**Problems to solve:**
**A.** In the text on Cyphal's core principles below, which two communication semantics does the protocol support?
**B.** Using the text on Cyphal's core principles below, say whether each statement agrees with it: (i) a single master node coordinates the network; (ii) the data types used for communication are defined in a platform-agnostic way; (iii) Cyphal defines standard services and messages for node software update.

Extract to read section start


===Core principles===
The protocol is built around the following core design principles that are intended to ensure that the solution is well-suited for modern complex safety-critical vehicular systems.

- Democratic network — There is no master node. All nodes in the network have the same communication rights; there should be no single point of failure.
- Facilitation of functional safety — Cyphal system designers have the necessary guarantees and tools at their disposal to analyze the system and ensure its correct behavior.
- High-level communication abstractions — The protocol supports publish/subscribe and remote procedure call communication semantics with statically defined and statically verified data types (schema). The data types used for communication are defined in a clear and platform-agnostic way, that can be easily understood by both machines and humans.
- Facilitation of cross-vendor interoperability — Cyphal provides a common foundation that different vendors can build upon to ensure that their equipment is interoperable. Cyphal provides a generic set of standard application-agnostic communication data types.
- Well-defined generic high-level functions — Cyphal defines standard services and messages for common high-level functions, such as: network discovery, node configuration, node software update, node status monitoring, network-wide time synchronization, plug-and-play node support, etc.

Extract to read section end
Records supplied section start

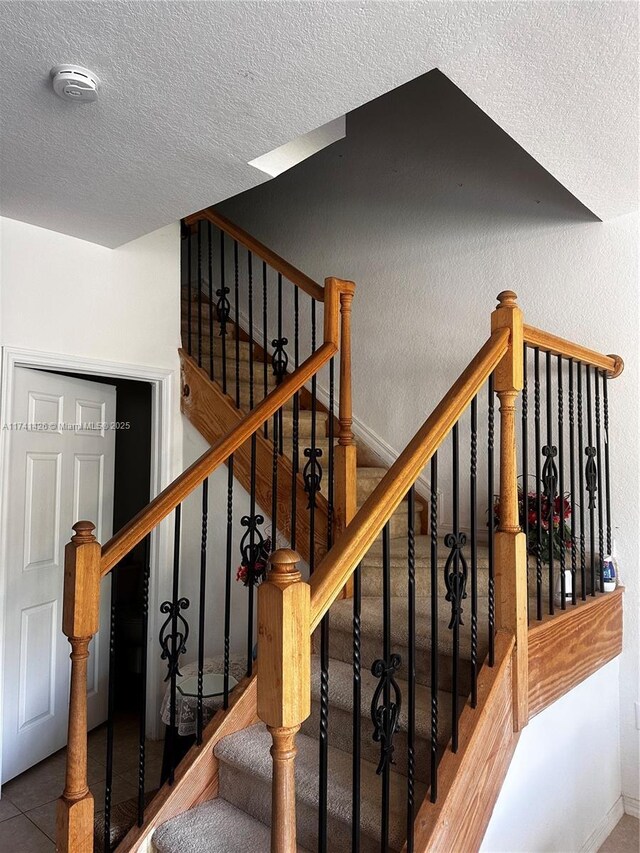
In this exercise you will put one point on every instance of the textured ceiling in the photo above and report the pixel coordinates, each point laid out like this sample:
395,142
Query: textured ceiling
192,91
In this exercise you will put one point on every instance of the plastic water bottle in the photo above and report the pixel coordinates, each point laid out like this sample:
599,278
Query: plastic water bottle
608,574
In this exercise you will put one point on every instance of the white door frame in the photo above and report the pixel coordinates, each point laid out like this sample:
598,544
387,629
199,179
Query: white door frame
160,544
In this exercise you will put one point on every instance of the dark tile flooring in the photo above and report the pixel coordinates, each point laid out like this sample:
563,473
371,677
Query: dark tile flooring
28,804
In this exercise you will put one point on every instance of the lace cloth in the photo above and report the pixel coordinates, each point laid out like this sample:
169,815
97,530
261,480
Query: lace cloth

Records supplied section end
Records supplied section start

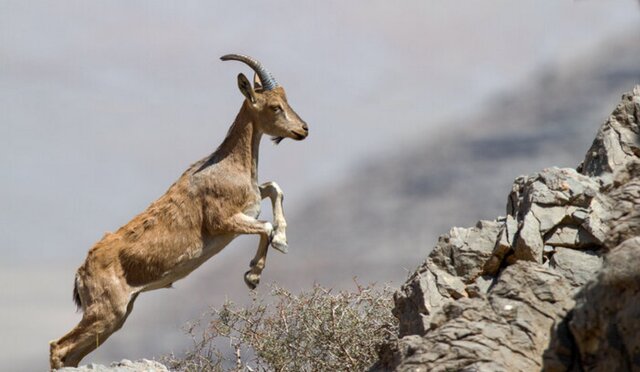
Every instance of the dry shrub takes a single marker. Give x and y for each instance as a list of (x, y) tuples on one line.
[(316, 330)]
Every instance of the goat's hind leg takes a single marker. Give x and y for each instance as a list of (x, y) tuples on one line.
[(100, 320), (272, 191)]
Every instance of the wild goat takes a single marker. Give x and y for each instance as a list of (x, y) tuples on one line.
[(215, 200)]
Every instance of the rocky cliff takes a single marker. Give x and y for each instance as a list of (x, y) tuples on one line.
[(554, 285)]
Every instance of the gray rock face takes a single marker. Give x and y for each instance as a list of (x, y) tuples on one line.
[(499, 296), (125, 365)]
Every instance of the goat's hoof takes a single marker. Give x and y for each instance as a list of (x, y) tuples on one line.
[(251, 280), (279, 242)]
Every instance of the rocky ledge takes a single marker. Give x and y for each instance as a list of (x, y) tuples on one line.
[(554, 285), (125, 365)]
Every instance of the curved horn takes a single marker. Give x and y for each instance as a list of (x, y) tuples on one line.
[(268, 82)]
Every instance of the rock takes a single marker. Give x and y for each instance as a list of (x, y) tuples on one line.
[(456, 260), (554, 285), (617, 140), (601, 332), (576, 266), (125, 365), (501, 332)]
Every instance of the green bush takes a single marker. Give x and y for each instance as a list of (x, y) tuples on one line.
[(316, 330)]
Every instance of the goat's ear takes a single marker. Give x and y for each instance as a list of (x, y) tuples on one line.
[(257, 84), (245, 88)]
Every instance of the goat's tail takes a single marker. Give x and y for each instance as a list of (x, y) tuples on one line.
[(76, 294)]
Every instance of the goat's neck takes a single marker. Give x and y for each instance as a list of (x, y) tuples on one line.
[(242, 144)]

Records supplied section end
Records supplied section start

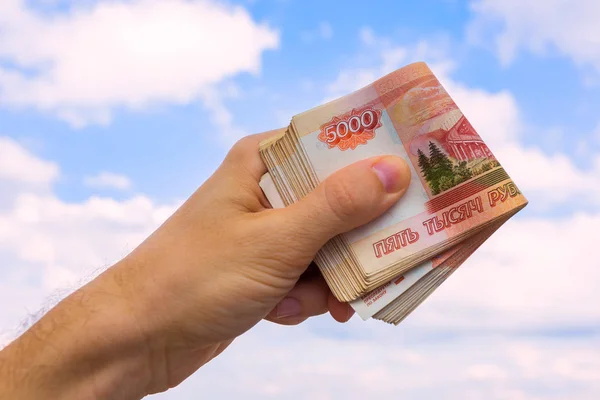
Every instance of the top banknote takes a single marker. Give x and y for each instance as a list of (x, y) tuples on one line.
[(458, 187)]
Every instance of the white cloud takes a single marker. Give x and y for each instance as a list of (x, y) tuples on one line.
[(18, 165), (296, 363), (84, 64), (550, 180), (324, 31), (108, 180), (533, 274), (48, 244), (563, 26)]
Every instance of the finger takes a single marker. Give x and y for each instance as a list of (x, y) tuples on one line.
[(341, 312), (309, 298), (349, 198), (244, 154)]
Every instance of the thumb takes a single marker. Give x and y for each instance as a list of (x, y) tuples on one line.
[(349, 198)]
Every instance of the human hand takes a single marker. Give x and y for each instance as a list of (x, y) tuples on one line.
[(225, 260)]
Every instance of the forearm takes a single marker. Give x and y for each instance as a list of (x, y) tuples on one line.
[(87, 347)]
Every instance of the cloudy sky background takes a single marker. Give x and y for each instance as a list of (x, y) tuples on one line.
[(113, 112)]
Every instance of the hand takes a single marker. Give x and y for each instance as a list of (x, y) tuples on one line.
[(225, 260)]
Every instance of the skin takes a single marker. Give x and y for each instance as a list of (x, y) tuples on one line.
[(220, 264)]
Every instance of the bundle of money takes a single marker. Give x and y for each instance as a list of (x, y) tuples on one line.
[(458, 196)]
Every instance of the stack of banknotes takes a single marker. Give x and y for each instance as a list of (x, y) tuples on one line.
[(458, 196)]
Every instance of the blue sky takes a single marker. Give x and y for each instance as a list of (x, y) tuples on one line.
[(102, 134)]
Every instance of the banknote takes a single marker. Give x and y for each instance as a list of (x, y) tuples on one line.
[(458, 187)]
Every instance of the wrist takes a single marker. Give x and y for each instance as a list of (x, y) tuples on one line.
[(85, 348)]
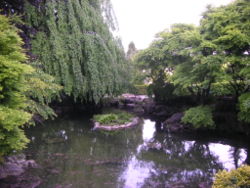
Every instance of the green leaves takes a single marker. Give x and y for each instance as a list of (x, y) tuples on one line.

Records supplied section end

**Exercise responses:**
**A.** Publish/subscribe and remote procedure call.

**B.**
(i) No: "There is no master node."
(ii) Yes: "defined in a clear and platform-agnostic way"
(iii) Yes: "Cyphal defines standard services and messages for common high-level functions, such as: network discovery, node configuration, node software update"